----- Data for this exercise -----

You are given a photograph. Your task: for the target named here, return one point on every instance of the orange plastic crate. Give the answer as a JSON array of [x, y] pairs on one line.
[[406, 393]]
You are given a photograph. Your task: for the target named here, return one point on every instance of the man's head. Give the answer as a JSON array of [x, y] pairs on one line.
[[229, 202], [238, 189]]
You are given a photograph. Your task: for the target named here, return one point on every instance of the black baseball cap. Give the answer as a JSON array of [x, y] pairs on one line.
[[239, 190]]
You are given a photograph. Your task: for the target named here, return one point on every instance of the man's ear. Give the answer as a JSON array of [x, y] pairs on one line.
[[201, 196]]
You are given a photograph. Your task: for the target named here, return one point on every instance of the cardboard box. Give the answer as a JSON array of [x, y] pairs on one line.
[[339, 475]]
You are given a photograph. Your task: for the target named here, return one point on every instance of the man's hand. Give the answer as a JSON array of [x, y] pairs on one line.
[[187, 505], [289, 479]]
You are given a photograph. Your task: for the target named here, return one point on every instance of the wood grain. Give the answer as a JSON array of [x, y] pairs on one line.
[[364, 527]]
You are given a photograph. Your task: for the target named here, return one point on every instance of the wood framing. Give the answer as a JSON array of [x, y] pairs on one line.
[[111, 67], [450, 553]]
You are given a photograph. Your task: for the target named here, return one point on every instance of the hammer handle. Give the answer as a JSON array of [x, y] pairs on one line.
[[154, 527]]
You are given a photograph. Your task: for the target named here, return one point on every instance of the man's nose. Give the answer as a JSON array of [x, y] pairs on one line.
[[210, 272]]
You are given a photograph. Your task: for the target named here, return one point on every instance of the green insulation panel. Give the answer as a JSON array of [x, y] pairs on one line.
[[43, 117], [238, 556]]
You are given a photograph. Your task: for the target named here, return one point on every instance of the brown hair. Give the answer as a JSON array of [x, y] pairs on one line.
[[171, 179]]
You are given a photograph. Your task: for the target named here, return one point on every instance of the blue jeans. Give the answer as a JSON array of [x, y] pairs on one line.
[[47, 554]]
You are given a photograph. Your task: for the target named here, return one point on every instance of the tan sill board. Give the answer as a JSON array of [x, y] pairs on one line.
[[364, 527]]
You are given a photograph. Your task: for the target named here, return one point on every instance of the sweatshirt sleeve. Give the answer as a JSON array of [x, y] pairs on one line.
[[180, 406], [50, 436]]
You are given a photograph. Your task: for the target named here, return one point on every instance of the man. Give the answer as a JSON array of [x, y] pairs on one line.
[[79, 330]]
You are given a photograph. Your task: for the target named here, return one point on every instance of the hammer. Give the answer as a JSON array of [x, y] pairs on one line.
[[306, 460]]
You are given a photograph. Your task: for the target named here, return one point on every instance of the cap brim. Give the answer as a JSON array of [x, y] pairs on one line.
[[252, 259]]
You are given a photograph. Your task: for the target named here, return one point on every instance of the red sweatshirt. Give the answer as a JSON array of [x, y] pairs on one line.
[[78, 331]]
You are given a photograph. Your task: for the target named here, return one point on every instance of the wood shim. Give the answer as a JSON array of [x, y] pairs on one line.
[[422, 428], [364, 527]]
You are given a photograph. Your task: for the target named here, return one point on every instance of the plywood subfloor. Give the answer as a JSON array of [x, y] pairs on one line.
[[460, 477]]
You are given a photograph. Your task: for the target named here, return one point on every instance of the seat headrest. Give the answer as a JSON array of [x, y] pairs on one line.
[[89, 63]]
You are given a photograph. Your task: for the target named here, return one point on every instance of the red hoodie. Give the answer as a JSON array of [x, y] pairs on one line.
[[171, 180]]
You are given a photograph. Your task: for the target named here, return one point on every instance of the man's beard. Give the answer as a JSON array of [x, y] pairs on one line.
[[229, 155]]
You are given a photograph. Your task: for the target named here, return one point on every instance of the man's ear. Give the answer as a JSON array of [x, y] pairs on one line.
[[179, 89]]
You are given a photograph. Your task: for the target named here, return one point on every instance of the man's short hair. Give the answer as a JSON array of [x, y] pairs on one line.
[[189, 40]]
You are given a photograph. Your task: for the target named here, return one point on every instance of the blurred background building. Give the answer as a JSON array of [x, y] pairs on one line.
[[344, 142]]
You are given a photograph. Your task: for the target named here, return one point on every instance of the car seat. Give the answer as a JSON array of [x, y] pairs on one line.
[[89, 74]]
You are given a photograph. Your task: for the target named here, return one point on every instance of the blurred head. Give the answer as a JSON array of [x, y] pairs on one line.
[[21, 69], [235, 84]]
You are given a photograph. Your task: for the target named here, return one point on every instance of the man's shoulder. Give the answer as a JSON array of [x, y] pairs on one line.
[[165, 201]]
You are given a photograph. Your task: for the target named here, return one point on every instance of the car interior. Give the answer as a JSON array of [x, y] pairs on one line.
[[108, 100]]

-----

*Task to carry out*
Repeat all of the data exactly.

*Solution*
You are given a photograph. Your task: for the target named here, return one point on every instance of the orange plastic crate. Give the answer as a JSON array of [x, y] pairs on one line.
[[406, 393]]
You are given a photograph. Your task: for the target named here, return one point on every instance of the man's head. Give the answer as a JSON array of [x, y] pairs on one line.
[[229, 202], [238, 189]]
You are given a photograph. Your task: for the target named here, return one point on every instance of the black baseball cap. Give the answer as a JSON array of [x, y] pairs on one line.
[[239, 190]]
You are given a photograph. Your task: for the target named here, return one point on every instance of the man's ear. Give the answer as a JSON array of [x, y] pairs on one line.
[[201, 196]]
You are given a photograph. Your task: for the target named here, return one point on every instance of the cardboard box. Give the answer as a JSON array of [x, y] pairs on one line.
[[339, 475]]
You are given a photograph. Your task: for the target named here, return one point on every instance of the man's hand. Give the answer as a JSON array of [x, y] pairs on one line.
[[187, 505], [289, 479]]
You are given a photograph. Your task: for the target named here, return one point on every instance of the wood grain. Give the answer as a JSON array of [x, y] pairs on one line.
[[364, 527]]
You are given a photograph. Your task: for the target named here, return one point on every instance of the wood framing. Give the answer as a JSON array of [x, y] pairs on one line.
[[111, 67], [450, 553]]
You are given a photograph. Your task: for the target named here, return one point on every instance of the hammer handle. Give the answer as a JSON array of [x, y] pairs on one line.
[[154, 527]]
You are given a photograph. Your task: for the target named here, return one point on every instance of the man's nose. Give the answer as a JSON array of [x, y] pairs on one line.
[[210, 272]]
You are given a photograph. Your task: for the target named here, return one point on every instance of the green insulation panel. Give the answer as a JSON array of [x, y] pairs on one line.
[[43, 117], [238, 556]]
You are given a photograph. Your task: for the target named here, return one point on every instance of the brown hair. Give the answer as a JSON array of [x, y] pairs on one line.
[[171, 179]]
You are given a photograph. Your task: for the target named here, return one point on every instance of the blue jeans. Give the answer as a JSON array of [x, y] pairs on one line.
[[47, 554]]
You are given a photograph. Your task: for the target named here, return one point on every instance of the tan sill board. Give the answer as a JSON array of [x, y] pairs on one line.
[[364, 527]]
You are given a photograph. Your task: for the target named here, return one point on every instance of the sweatshirt sleeve. Give the answer as a JSON array of [x, y] pairs on one line.
[[180, 406], [50, 436]]
You are given a photograph. Your task: for the target named here, return one point on every instance of the man. Give the answer as a JSON array of [x, y] pairs on one line.
[[79, 330]]
You are given a photograph. Your task: for the target named here, return one point on every instance of the hammer. Give the answer as a JSON array of [x, y] pairs on one line.
[[306, 460]]
You are given a photograph. Your task: for the target named here, return one point on every instance of the cap brim. Give the answer as a JSON array of [x, y] pairs on one line.
[[252, 259]]
You are given a photograph. Your task: for the target named here, return one point on every instance of the red sweatshirt. Give the answer as a JSON array of [x, y] pairs on one line.
[[78, 331]]
You are given a photograph. Your task: for the target named here, return one point on every instance of the wood shim. Give the answer as a JSON array of [x, y] pairs on one line.
[[422, 428], [364, 527]]
You are given a photograph. Your task: for the target named here, return one point on every instance of the plywood subfloor. Give the answer as a JSON array of [x, y] pairs on one line.
[[460, 477]]
You are given a photograph. Your task: for the target named here, return one point on every instance of the seat headrest. Give the answer as a JSON array of [x, y] pairs on one line.
[[89, 63]]
You are given a photograph. Your task: for the target named here, return one point on every instance of the red hoodie. Give the answer as a JSON array of [x, y] pairs on one line.
[[171, 180]]
You are given a photograph. Your task: for the target named here, return one point on every instance of the man's beard. Give the answer as a JSON array of [x, y] pairs on one line.
[[229, 155]]
You are given a photograph. Your task: for the target named here, return one point on every instance of the man's ear. Give the answer as a JSON array of [x, y] pairs on one line.
[[179, 89]]
You are given a photograph. Your task: for the target named here, return one point on every instance of the man's short hair. Give the answer as a JSON array of [x, y] pairs on one line.
[[189, 40]]
You are given a photograph. Your task: for the target named here, return one point on every instance of the blurred background building. Give the answer as a JSON array of [x, y] pairs on one line.
[[344, 142]]
You are given a photograph. Your task: for the target named here, return one point on every instance of the car seat. Give the answer as a JSON array of [x, y] pairs on one line.
[[89, 74]]
You are given a photograph. Your task: for the target named here, return one point on every instance of the blurred head. Give the answer as a JSON array of [x, y] pairs on one line.
[[21, 69], [235, 84]]
You are given a photograph. Your task: for the target named here, return one point on every instance of the man's shoulder. Give the answer as a JSON array of [x, y] pairs on one line.
[[165, 201]]
You are given a photograph. Your task: for the target named here, return one point on every instance of the car interior. Give the answer as a JSON array of [x, y] pairs on one line.
[[108, 100]]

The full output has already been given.